◆ **Given exercise A**: For each statement about the passage on profiling in production below, answer yes or no and quote the exact words of the passage that decide it. (i) The default per-CPU ring buffer is 128 KB. (ii) When the ring fills, the kernel always tells the user that samples were dropped. (iii) In production, the fix is to make the buffer bigger.

What goes wrong when you naively profile production

The Karan-at-21:42 story is not a one-off. Each tool that "just works" on a laptop has a specific failure mode at production scale. Naming the failure modes is half of why Part 9 exists.

perf record fills the kernel ring buffer. perf record writes events into per-CPU ring buffers in the kernel, which a userspace perf reader process drains into a perf.data file. At 99 Hz with 30-frame stacks each ~600 bytes serialised, a 16-core box generates 99 × 16 × 600B = 950 KB/sec of profile data. The default per-CPU ring buffer is 128 KB. If the userspace reader is slow (disk under pressure, kernel scheduler not running it), the ring fills, the kernel either drops samples (silent data loss, you do not know your flamegraph is biased) or pins a CPU to flush them out (visible as latency spikes on whichever pod shares the core). The fix on a developer laptop is "make the buffer bigger"; the fix in production is "do not use perf record for always-on profiling in the first place".

◆ **Task inputs**:
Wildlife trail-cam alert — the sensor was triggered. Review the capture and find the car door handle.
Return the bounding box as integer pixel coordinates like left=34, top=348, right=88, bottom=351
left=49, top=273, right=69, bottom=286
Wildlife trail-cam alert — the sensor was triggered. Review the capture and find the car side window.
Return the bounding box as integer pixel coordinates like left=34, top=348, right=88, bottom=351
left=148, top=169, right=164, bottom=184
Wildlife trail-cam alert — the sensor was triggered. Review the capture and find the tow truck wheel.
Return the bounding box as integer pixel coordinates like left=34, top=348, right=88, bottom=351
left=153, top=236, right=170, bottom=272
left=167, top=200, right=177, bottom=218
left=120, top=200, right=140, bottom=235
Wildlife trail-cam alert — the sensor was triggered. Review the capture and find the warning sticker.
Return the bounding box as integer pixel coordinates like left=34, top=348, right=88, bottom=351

◆ **Given exercise B**: Count the lines of the entries that contain the string "capture". Give only the number.

◆ **Full output A**:
(i) Yes: "The default per-CPU ring buffer is 128 KB."
(ii) No: "silent data loss, you do not know your flamegraph is biased"
(iii) No: "the fix in production is "do not use perf record for always-on profiling in the first place""

◆ **Full output B**: 4